• **To do**:
Resume the passage about the Florida study on gambling addiction and crime, picking up after its final sentence.

Another study recommendation outlined the importance of education and training and noted the FCCG’s program for law enforcement, probation, and correctional authorities. A Chance for Change: Gambling Addiction & Crime is a training guide for legal, criminal justice and court professionals. The Program addresses the growing impacts of gambling addiction on crime and outlines common challenges and solutions. It further identifies viable and innovative approaches and alternatives to incarceration, restitution and rehabilitation for compulsive gamblers engaging in illegal activities and is available free of charge to any Florida based organization, institution, or professional. Interested persons need only contact the statewide HelpLine (888-ADMIT-IT) to obtain a free copy.
“It’s certainly valuable to identify factors that may have contributed to criminal activity,” said Florida Department of Law Enforcement (FDLE) Tampa Bay Special Agent in Charge Jim Madden. “The primary goal in public safety is to try to prevent criminal activity from occurring as well as to put in place the right resources to prevent future incidents.”
“Finally, the study concluded that 32.7% of the arrestee population identified as gamblers, per positive responses to the Lie/Bet Screen, should be referred for further assessment, diagnosis and/or treatment. We now have the ability to implement an early identification strategy that can reduce individual and family hardship, potentially lower recidivism rates and criminal justice costs, and provide services to offenders in need of assistance for a gambling problem. It’s a win-win strategy for law enforcement, governments, communities, and society as a whole,” concluded Paul R. Ashe, Esq. and President of the FCCG’s Board of Directors.

• **Referring expression data**:
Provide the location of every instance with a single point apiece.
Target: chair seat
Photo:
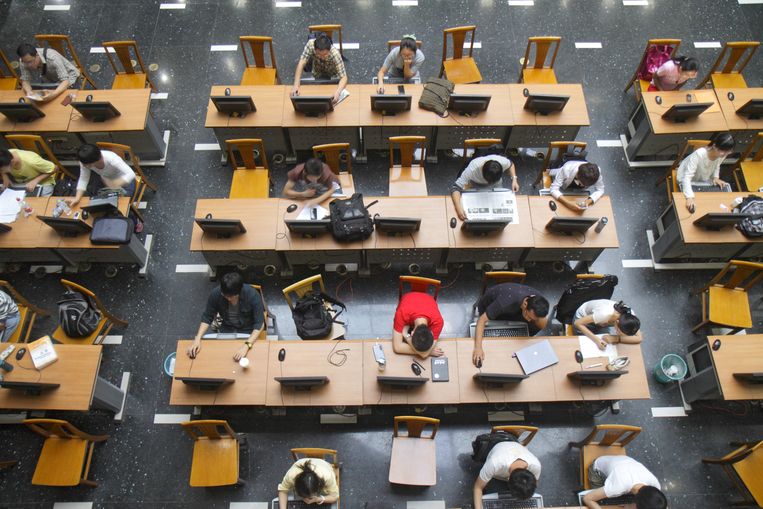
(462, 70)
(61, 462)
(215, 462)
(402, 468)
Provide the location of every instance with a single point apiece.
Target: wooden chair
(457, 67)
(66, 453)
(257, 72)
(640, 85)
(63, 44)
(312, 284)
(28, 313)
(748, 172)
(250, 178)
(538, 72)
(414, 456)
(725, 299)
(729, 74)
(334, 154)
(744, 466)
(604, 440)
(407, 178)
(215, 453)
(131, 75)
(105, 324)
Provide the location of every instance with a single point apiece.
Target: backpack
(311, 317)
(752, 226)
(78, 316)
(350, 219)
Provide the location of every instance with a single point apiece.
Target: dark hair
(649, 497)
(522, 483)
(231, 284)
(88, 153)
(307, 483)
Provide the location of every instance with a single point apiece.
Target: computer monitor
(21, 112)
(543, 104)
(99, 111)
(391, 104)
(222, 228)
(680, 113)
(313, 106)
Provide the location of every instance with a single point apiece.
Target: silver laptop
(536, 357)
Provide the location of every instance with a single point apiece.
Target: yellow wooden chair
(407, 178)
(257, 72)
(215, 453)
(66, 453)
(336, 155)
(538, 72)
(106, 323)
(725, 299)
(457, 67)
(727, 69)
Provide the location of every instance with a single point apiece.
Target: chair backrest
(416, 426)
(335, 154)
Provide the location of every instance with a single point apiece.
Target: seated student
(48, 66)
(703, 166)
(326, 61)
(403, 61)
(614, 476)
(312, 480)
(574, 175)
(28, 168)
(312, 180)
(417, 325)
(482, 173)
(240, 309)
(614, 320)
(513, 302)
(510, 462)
* * *
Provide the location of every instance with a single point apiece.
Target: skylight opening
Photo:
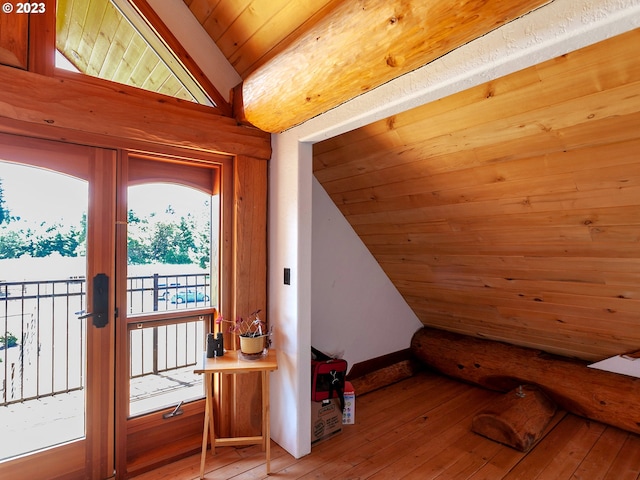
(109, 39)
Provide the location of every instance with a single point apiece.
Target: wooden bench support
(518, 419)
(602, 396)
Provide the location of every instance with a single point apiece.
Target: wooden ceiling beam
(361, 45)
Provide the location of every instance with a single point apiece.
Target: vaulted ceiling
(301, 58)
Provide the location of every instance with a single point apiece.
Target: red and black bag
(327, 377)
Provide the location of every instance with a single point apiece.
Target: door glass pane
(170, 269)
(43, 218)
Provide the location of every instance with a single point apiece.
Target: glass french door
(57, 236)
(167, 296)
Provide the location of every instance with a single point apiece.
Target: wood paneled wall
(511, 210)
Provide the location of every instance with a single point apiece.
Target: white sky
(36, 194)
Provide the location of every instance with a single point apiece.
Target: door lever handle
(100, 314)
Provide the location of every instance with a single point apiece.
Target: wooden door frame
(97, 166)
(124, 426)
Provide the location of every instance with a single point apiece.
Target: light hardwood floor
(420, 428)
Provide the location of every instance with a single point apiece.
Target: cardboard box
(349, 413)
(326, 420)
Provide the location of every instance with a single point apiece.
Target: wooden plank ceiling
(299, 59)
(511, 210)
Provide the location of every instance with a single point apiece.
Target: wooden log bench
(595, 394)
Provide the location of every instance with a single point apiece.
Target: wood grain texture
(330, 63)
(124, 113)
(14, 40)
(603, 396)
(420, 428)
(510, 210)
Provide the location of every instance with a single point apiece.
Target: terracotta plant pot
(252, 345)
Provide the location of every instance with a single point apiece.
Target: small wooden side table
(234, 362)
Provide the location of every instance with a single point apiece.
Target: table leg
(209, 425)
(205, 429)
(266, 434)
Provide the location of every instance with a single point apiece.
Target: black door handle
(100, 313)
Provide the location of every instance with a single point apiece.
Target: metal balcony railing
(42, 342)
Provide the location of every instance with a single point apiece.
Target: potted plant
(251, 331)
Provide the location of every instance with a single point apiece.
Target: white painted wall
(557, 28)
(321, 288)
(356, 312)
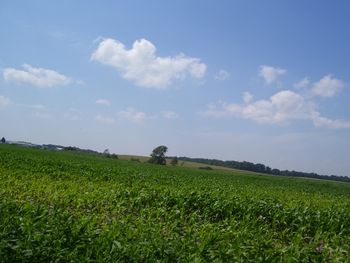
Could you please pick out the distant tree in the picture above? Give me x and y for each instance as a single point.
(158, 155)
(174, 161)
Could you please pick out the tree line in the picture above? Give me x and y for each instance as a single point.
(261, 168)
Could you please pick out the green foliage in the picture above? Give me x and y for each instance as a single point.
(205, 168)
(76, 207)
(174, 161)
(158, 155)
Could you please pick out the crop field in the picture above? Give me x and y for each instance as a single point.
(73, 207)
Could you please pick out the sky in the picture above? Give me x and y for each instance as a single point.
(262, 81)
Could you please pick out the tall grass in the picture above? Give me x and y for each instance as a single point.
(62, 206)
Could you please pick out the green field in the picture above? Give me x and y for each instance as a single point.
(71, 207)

• **Reply**:
Data was collected on 1,445 arrestees over a 3-month period using the Lie/Bet Questionnaire, in which 959 arrestees agreed to volunteer this information (Volunteers). Additional booking data on the total sample of 1,445 was obtained via the Sheriff’s Office public access website. Interviews were conducted by trained graduate students from the University of South Florida’s Criminology Department and their supervisor who worked in shifts to maximize the kinds of arrest conditions from early morning to late at night covering a sample of each day throughout a week. Interviews were conducted in a private area out of the hearing of the other arrestees and staff. A Spanish version of the questionnaire was available for interviewers to use if necessary. Both questionnaires were pre-tested and modified prior to final approval. The time estimate for each interview was generally only about five minutes since much of the data was obtained or verified at the Sheriff’s website. (See Executive Summary and complete study for additional information, including questionnaires.)